#### [Instructions to follow]
Reproduce every entry exactly, without alteration.

(Segmentation annotation records)
━━━━━━

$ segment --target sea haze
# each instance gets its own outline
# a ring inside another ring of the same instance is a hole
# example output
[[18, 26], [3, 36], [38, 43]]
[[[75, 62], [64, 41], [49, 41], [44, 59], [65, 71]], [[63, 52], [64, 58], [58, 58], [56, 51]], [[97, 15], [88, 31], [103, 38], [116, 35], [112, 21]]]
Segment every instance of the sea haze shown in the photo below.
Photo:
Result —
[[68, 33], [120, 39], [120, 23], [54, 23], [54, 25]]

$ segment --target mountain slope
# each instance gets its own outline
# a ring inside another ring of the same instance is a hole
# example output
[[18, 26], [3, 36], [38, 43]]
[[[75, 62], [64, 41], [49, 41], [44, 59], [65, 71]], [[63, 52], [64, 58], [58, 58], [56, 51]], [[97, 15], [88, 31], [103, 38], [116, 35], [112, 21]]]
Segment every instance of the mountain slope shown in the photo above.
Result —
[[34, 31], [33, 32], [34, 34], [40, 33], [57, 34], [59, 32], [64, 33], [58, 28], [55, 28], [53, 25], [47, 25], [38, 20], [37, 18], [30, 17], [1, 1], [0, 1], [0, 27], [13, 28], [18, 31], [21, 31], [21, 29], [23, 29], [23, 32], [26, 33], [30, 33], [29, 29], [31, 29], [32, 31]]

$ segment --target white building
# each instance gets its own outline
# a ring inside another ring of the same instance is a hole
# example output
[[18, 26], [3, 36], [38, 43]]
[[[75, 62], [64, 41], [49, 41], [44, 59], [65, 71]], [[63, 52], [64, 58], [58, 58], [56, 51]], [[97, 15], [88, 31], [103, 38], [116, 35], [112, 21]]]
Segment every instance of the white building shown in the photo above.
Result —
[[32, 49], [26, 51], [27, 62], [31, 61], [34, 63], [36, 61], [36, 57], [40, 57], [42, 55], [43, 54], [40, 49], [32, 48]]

━━━━━━

#### [Response to the exercise]
$ segment --target sea haze
# each instance gets its own outline
# a ring inside another ring of the same instance is a hole
# example output
[[18, 26], [3, 36], [38, 43]]
[[[75, 62], [64, 41], [49, 41], [44, 59], [65, 71]], [[63, 52], [64, 58], [58, 58], [56, 51]], [[97, 15], [88, 31], [103, 38], [116, 35], [112, 21]]]
Segment every instance of the sea haze shown in the photo below.
Photo:
Result —
[[68, 33], [120, 39], [120, 23], [54, 23], [54, 25]]

$ segment --target mountain slope
# each instance gets its own outline
# a ring inside another ring of the same instance is a hole
# example output
[[18, 26], [3, 36], [38, 43]]
[[[75, 62], [64, 41], [49, 41], [44, 59], [65, 71]], [[63, 52], [64, 58], [58, 58], [56, 51]], [[97, 15], [88, 31], [103, 38], [116, 35], [112, 21]]]
Segment every instance of the mountain slope shown in the photo above.
Result —
[[34, 31], [33, 32], [34, 34], [40, 33], [57, 34], [59, 32], [64, 33], [58, 28], [55, 28], [53, 25], [47, 25], [38, 20], [37, 18], [30, 17], [1, 1], [0, 1], [0, 27], [13, 28], [18, 31], [21, 31], [21, 29], [23, 29], [23, 32], [26, 33], [30, 33], [29, 29], [31, 29], [32, 31]]

$ segment --target white building
# each instance gets its own outline
# a ring inside another ring of the same instance is a hole
# example output
[[18, 26], [3, 36], [38, 43]]
[[[75, 62], [64, 41], [49, 41], [44, 59], [65, 71]], [[63, 52], [64, 58], [58, 58], [56, 51]], [[97, 15], [88, 31], [103, 38], [116, 35], [112, 21]]]
Segment every instance of the white building shown in the photo above.
Result —
[[32, 49], [26, 51], [27, 62], [31, 61], [34, 63], [36, 61], [36, 57], [40, 57], [42, 55], [43, 54], [40, 49], [32, 48]]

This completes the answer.